Task statement:
Repeat the data below exactly, dropping any pictures it holds.

Image location labeling entries:
- - - -
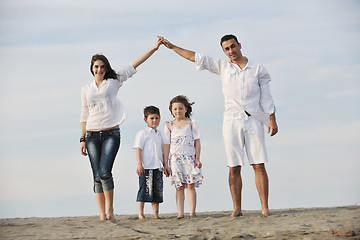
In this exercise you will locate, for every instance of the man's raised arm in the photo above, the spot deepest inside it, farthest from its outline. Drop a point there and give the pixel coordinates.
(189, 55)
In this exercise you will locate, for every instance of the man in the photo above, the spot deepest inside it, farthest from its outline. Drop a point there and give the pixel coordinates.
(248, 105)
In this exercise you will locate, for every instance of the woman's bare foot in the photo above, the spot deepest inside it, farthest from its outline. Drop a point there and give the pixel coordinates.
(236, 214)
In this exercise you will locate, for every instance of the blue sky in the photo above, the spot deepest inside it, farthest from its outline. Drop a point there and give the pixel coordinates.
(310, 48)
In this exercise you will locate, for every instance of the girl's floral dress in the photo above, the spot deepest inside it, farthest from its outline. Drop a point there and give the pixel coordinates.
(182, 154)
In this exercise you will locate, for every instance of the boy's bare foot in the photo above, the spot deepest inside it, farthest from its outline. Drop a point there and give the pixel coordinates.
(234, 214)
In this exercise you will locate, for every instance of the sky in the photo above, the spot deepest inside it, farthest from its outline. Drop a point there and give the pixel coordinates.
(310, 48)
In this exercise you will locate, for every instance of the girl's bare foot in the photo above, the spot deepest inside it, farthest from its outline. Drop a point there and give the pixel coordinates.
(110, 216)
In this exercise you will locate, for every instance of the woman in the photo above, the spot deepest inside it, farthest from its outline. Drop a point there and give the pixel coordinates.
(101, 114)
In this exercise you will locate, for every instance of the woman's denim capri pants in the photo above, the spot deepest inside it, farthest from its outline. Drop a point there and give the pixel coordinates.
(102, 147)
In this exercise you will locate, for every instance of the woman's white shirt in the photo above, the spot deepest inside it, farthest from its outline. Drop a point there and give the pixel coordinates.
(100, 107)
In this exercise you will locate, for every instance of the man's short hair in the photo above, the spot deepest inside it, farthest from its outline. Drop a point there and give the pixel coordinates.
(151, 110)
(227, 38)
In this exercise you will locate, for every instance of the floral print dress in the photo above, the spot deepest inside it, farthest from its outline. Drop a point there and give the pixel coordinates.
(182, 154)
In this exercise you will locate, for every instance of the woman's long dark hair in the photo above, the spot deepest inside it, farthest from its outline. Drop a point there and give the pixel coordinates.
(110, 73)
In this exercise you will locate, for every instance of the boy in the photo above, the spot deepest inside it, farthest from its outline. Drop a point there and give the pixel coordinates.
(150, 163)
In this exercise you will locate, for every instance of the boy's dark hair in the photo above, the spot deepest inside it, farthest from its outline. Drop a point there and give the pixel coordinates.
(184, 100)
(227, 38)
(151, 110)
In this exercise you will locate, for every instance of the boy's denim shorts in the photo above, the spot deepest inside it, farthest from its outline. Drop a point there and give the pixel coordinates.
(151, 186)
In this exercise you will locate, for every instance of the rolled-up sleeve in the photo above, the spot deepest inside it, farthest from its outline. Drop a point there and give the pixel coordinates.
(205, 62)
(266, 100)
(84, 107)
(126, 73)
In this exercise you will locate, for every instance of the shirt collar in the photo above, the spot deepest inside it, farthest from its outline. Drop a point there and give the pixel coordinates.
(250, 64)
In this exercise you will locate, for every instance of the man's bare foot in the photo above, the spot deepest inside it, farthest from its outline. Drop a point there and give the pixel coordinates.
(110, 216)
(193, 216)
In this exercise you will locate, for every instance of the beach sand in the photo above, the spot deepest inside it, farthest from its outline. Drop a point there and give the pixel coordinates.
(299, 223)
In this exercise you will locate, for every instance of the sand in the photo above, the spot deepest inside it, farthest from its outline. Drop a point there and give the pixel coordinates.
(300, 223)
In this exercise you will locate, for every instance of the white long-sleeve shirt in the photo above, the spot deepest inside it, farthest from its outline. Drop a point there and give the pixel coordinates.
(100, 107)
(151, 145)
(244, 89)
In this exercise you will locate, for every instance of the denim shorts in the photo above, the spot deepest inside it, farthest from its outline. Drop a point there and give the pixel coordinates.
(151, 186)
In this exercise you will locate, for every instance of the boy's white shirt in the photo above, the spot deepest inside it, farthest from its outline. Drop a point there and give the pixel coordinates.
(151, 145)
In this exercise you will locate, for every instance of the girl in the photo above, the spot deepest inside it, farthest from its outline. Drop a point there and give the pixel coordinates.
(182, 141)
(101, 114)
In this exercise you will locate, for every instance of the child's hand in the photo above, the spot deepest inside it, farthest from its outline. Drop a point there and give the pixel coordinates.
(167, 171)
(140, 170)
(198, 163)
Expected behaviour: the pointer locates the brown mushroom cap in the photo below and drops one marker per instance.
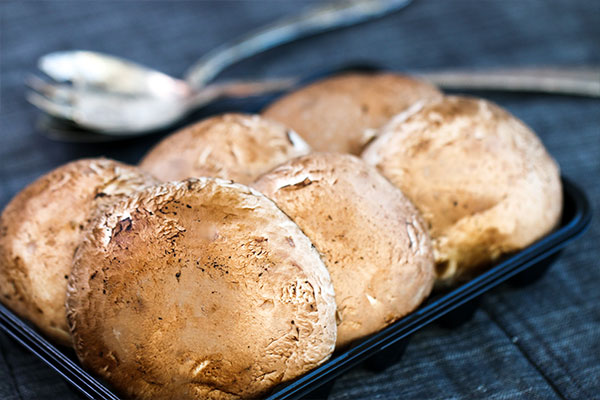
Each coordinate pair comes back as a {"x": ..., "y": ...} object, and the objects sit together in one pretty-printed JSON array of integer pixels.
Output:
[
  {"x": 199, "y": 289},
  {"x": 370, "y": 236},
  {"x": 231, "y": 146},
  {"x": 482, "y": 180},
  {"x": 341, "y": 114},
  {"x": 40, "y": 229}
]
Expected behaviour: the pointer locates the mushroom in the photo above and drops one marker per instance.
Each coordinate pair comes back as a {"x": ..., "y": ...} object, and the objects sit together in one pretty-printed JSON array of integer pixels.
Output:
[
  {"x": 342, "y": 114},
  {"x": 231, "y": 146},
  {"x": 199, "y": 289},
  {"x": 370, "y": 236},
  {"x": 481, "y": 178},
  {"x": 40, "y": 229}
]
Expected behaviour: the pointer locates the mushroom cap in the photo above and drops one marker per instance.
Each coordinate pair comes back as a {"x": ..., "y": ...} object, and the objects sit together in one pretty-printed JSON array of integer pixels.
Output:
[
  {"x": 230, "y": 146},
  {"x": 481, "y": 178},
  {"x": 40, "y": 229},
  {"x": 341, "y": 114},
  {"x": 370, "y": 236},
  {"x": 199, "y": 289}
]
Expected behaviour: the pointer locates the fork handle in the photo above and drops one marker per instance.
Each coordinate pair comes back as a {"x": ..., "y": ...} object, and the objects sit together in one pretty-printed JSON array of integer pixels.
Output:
- - - -
Finished exercise:
In this exercise you will locate, for every instance of the man's raised arm in the photo above, the spot deepest inside it, farthest from its outline. Drop a point there and give the pixel coordinates.
(189, 55)
In this exercise you will locate, for every instance of the man in the photo above, the spot deepest inside it, farthest from its outline. Drop a point there and give the pixel coordinates.
(248, 105)
In this exercise you will locate, for every instance of the woman's bare foot in the photo above, the spot deepest inside it, farthest from its outline. Drop a point there and give the pixel coordinates.
(236, 214)
In this exercise you will locate, for every instance of the blue sky in the photo above, the spot deepest inside it, farthest from its outline. Drop a point there and give the pixel coordinates.
(310, 48)
In this exercise you will locate, for every instance of the girl's floral dress in the photo above, the spot deepest inside it, farthest from its outline. Drop a point there and give the pixel coordinates.
(182, 154)
In this exercise you will locate, for every instance of the boy's bare foot in the photo above, the spot deepest inside it, farthest from its outline. Drop a point there and give the pixel coordinates.
(234, 214)
In this exercise you will locate, for every instance of the sky in the photo above, the spot deepest inside it, farthest from its outline. Drop a point there and give the pixel coordinates.
(310, 48)
In this exercise you will locate, for every instance of the girl's bare foot in the photo above, the spot deepest inside it, farthest from its outline. Drop a point there and give the pixel coordinates.
(110, 216)
In this exercise you will locate, for every instance of the woman in the photo above, the spot deepest inside it, farthest from its outline. Drop a point there and give the pixel coordinates.
(101, 114)
In this exercise you will locate, for every instance of the woman's denim capri pants in the photo above, the spot deepest inside it, farthest from its outline. Drop a point there and give the pixel coordinates.
(102, 147)
In this exercise you will locate, for every instance of the woman's white shirt in the photo above, the spot deepest inside it, farthest from its outline. Drop a point there and give the pixel coordinates.
(100, 107)
In this exercise you will locate, for every instance of the man's short hair in the photo above, the spot deepest inside it, farthest from its outline. Drop a point there and give the pixel coordinates.
(151, 110)
(227, 38)
In this exercise you will locate, for every instance of the floral print dress in the photo above, the spot deepest inside it, farthest from its outline. Drop a point there and give the pixel coordinates.
(182, 154)
In this exercise you will locate, for every instance of the woman's long dark hair in the photo above, the spot deepest inside it, farthest from its outline. Drop a point there and give the pixel coordinates.
(110, 73)
In this exercise you will locate, for every instance of the boy in the photo above, the spot deepest inside it, farthest from its outline. Drop a point there and give the pixel coordinates.
(150, 163)
In this exercise you will locate, for every instance of the boy's dark hair in the photo above, the spot deepest inside it, farthest from its outline. Drop a point there and give the pixel coordinates.
(184, 100)
(227, 38)
(151, 110)
In this exercise you will locate, for every instance of the boy's denim shorts in the photo above, the spot deepest inside it, farthest from its outline. Drop a point there and give the pixel coordinates.
(151, 186)
In this exercise you will locate, for every instance of the rolled-up sleeve in the photo above, the spot deepest inside it, farthest from its outline. Drop a point there and give the pixel coordinates.
(205, 62)
(266, 100)
(84, 107)
(126, 73)
In this exercise you will locate, for every instance of the shirt collar in the photo above, the spot deepest inside it, farthest from its outline. Drop a point there and give the pixel coordinates.
(250, 64)
In this exercise you will locate, for every instance of the man's bare foot in the photo above, the spot deepest inside it, farthest from its outline. Drop a point there and give the pixel coordinates.
(110, 216)
(193, 216)
In this exercise you will locate, for every instance of the beach sand in the photo above, the spot deepest inside it, farthest from its outline. Drop a point there and give the pixel coordinates.
(299, 223)
In this exercise you will locate, for every instance of the sand in the photo above, the spot deepest inside it, farthest from its outline. Drop a point there and give the pixel coordinates.
(300, 223)
In this exercise you will locate, for every instance of the white long-sleeve shirt in the photo above, the spot deepest inside it, farthest from its outline. Drop a point there and give the pixel coordinates.
(100, 107)
(151, 145)
(244, 89)
In this exercise you will locate, for every instance of the denim shorts in the photo above, the spot deepest inside it, farthest from its outline. Drop a point there and give the pixel coordinates.
(151, 186)
In this exercise you will locate, for every instance of the boy's white shirt in the photo above, the spot deepest inside it, farthest from its outline. Drop a point there and give the pixel coordinates.
(151, 145)
In this exercise you will locate, for every instance of the girl in the photo above, the spot deepest inside it, farthest from its outline. Drop a point there and give the pixel coordinates.
(182, 141)
(101, 114)
In this exercise you will locate, for every instance of the child's hand in the photo above, the spot deepest inside it, farthest from its outline. Drop a point there and give the pixel coordinates.
(167, 171)
(140, 170)
(198, 163)
Expected behaviour: the pointer locates the brown mushroom cap in the photo below and drops one marker per instance.
Each coordinate pair comes back as a {"x": ..., "y": ...} object, and the objects sit together in one pretty-printed JSON array of integer pixels.
Output:
[
  {"x": 199, "y": 289},
  {"x": 370, "y": 236},
  {"x": 231, "y": 146},
  {"x": 482, "y": 180},
  {"x": 341, "y": 114},
  {"x": 40, "y": 229}
]
Expected behaviour: the pointer locates the mushroom in the photo above and drops one marker per instance.
Each coordinate pair comes back as a {"x": ..., "y": ...} object, and the objects sit together in one pretty-printed JSON array of integer pixels.
Output:
[
  {"x": 342, "y": 114},
  {"x": 231, "y": 146},
  {"x": 199, "y": 289},
  {"x": 370, "y": 236},
  {"x": 481, "y": 178},
  {"x": 40, "y": 229}
]
Expected behaviour: the pointer locates the mushroom cap in the photo above and drops one marker per instance.
Each coordinate pair comes back as a {"x": ..., "y": ...} object, and the objects sit together in one pretty-printed JSON array of integer pixels.
Output:
[
  {"x": 230, "y": 146},
  {"x": 481, "y": 178},
  {"x": 40, "y": 229},
  {"x": 341, "y": 114},
  {"x": 370, "y": 236},
  {"x": 199, "y": 289}
]
Expected behaviour: the pointer locates the fork handle in the photo above and drops one marker per instance.
Each coordinate pair comes back as a {"x": ..., "y": ...} object, and the objects sit together in one pretty-printed JSON array of integer pixels.
Output:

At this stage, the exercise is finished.